Document segment: Begin

The Secret Racegoer visits Fontwell
There is something quite pleasing about going to a smaller racecourse on one of its quieter days – no need to hurry, everything done at its own pace, including by some of the horses.
So it was at Fontwell in West Sussex, famous for its figure-of-eight chase course.
A train from London that’s taken 90 minutes to wind through Surrey and Sussex, passing Arundel castle and cathedral, pulls into Barnham station two miles from the racecourse and a handful of racegoers form an orderly queue to wait ten minutes for the shuttle bus.
The driver announces that return buses will depart at 5.25 and 5.55. “We’ll get the 5.55” says one passenger, “so that we can collect our winnings”. “We’ll get the 5.25” replies his wife.
But we’re not ready to go yet. The driver pops over the road to the Co-op for a packet of Doritos and a couple of more trains pull into Barnham from various parts of the south coast bringing with them more racegoers.
Fontwell can be described as a small racecourse with large pub attached.
The pub is The Old Stables. Big, with wooden beams, sizeable garden, plenty of customers and about 100 metres from the racecourse entrance. It has a decent menu and serves a fine pint of Guinness.
The Friday March spring meeting is not one of Fontwell’s busiest, and a single-enclosure is in operation. This means, said the website, that all racegoers can enjoy the Premier Enclosure facilities. I’m not sure why. It offers limited viewing and is further away from the parade ring.
Fontwell is a track where the grandstand enclosure is more conveniently located and provides better viewing of the racing.
But the best view is across the track on the infield, especially at the intersection where the last fence is fifty metres away from the second fence down the back straight (if you can have a back straight on a figure-of-eight layout). Racegoers trot from one fence to the other to meet up with the field.

Document segment: End

— Instructions —
**A)** Summarize the account of the visit to Fontwell racecourse in two sentences.
**B)** Carry on the account of the visit to Fontwell racecourse from its final sentence.

Record set: Begin

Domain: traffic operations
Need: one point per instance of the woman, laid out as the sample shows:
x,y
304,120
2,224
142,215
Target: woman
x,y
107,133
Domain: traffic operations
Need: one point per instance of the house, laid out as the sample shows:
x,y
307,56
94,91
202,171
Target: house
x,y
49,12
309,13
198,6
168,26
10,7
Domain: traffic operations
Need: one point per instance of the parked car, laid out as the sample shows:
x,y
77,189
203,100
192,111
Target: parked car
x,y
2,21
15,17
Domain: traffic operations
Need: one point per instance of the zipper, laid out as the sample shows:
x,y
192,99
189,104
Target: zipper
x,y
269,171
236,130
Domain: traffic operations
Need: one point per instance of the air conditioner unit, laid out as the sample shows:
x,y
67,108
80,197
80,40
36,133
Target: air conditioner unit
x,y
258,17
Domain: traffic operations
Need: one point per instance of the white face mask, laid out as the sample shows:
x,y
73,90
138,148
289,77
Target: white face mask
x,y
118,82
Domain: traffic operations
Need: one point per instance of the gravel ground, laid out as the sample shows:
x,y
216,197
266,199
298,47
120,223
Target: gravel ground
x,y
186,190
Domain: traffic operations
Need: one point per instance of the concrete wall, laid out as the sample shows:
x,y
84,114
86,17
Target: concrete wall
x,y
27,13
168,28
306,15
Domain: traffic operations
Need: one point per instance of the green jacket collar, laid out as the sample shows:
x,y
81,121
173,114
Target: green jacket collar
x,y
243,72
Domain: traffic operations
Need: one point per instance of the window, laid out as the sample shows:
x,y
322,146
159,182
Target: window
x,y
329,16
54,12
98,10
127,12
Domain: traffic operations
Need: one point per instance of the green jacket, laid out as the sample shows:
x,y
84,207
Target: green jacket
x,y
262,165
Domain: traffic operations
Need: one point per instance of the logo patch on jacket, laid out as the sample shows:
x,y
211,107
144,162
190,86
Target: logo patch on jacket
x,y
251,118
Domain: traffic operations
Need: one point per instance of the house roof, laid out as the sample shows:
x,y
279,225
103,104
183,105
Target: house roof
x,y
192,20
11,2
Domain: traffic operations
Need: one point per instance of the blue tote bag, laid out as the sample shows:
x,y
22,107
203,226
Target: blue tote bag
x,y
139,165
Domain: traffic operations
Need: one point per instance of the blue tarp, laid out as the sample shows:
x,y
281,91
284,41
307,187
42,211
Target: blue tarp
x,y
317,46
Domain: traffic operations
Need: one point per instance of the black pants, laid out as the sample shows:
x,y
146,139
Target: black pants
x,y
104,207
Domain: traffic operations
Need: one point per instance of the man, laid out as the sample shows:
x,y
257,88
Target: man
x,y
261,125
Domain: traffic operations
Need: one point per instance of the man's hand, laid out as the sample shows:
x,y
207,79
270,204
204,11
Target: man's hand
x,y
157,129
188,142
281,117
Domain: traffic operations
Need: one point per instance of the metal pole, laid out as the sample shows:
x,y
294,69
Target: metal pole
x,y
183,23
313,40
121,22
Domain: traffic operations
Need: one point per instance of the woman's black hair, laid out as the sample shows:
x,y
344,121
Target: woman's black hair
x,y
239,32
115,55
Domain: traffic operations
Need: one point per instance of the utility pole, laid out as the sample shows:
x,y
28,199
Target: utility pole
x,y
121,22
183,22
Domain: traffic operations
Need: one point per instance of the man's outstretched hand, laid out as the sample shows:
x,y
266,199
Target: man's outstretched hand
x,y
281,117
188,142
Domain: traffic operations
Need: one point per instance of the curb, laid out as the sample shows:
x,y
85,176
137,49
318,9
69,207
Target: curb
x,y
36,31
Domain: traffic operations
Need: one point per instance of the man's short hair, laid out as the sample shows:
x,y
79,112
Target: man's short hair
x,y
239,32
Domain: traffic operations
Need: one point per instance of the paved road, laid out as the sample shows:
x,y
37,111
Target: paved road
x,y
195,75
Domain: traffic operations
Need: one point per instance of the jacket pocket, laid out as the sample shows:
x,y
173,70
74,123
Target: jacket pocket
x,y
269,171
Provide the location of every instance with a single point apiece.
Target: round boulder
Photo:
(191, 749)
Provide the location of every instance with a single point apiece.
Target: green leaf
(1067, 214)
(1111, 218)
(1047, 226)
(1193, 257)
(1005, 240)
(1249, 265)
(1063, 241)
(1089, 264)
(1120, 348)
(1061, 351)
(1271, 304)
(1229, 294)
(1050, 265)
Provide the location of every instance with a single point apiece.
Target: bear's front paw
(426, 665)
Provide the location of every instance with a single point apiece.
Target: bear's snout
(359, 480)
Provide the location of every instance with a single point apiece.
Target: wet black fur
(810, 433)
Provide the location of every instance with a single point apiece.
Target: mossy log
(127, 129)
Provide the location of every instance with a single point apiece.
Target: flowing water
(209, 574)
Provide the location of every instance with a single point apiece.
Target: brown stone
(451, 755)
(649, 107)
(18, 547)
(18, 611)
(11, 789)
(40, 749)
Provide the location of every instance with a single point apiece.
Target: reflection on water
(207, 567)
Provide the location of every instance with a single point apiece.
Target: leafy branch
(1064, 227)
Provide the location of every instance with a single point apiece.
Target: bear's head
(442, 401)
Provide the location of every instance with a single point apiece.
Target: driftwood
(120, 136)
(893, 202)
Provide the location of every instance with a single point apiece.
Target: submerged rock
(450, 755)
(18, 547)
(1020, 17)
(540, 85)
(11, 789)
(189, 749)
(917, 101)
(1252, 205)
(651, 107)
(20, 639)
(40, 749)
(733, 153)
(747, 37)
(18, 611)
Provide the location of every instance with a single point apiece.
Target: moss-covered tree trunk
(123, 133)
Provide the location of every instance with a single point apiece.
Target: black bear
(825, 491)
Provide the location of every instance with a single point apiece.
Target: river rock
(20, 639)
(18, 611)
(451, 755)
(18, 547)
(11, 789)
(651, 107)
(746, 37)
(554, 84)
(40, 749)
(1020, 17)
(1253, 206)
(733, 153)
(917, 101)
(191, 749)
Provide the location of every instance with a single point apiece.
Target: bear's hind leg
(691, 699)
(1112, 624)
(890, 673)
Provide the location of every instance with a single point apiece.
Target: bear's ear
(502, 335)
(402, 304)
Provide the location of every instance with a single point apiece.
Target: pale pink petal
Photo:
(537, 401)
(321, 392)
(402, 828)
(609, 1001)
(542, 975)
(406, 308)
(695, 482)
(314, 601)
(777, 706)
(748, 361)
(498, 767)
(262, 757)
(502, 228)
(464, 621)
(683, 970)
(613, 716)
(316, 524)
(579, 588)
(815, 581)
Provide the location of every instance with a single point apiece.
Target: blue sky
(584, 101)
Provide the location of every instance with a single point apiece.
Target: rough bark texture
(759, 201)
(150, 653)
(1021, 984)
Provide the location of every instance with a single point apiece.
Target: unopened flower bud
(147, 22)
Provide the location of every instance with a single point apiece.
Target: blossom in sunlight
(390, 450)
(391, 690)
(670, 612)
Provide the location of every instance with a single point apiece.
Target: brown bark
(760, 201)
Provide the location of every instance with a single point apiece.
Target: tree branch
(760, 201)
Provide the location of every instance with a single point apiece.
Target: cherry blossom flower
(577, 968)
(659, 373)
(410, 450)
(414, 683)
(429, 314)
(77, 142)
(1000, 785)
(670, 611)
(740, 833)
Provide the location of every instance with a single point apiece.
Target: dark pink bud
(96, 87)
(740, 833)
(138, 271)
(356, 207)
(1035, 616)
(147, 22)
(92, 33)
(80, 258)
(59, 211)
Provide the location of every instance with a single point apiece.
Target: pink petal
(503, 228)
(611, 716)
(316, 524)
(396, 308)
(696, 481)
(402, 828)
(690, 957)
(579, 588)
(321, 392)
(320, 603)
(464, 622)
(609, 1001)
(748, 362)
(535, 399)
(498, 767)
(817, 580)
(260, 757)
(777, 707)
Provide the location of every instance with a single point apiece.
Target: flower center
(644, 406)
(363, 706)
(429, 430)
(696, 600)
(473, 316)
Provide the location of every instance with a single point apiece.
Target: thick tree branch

Record set: End

— Task results —
**A)** A racegoer travels by train from London to Barnham and takes a shuttle bus to Fontwell in West Sussex, a small racecourse famous for its figure-of-eight chase course, with a large pub, The Old Stables, near its entrance. At the quieter Friday March meeting a single enclosure operates with Premier Enclosure facilities, though the grandstand enclosure is better located and the best view is on the infield, where racegoers move between two nearby fences.

**B)**
Here you get up close to the greatest exponents of jump racing, which included champion jockey Richard Johnson riding a double for trainer Philip Hobbs which brought up the handler’s 14th seasonal century.
There was also a double for trainer Gary Moore, with sons Jamie and Josh booting them home. Keep an eye on Waikiki Waves, owned by Heart of the South racing, a sydicate that does very nicely with its jumpers.
But the ride of the day went to Nick Scholfield who kept the Jack Barber charge Shintori towards the rear and was produced just when he needs it to lead at the last and kept him going to win the 2m3f handicap chase by three-quarters-of-a-length.
However, it was a day of contrasting fortunes for riders, when Red Devil Star made a hash of one of the fences and unseated Michael Nolan who was taken to hospital with what looked like a bad leg injury.
Among the refreshment facilities which were open was the Guinness Lounge, where customers form an orderly queue for a pint of the black stuff or one of the lesser beers. Trouble is, it takes eight minutes before you reach the bar for one of the two bar staff hands over the second pint of the day.
But that does mean there’s time to read a business card that’s been left on the tables. It announces that the betting exchange market is to get a new player in May. Joining Betfair, Betdaq and Matchbook is the Honest Joe Betting Exchange.
With the last race at 5.20 and the first return bus to Barnham station leaving at 5.25, racegoers who skipped the finale formed an orderly queue at the bus.
Not so orderly was the charge across the car park from those who stayed to see the bumper but somehow everyone managed to get on board.
I’m not sure if the husband and wife were successful in the last and had to wait to collect their winnings, but another passenger was asked how he got on. “Rubbish”, he said, “but then you’re not supposed to win, are you?”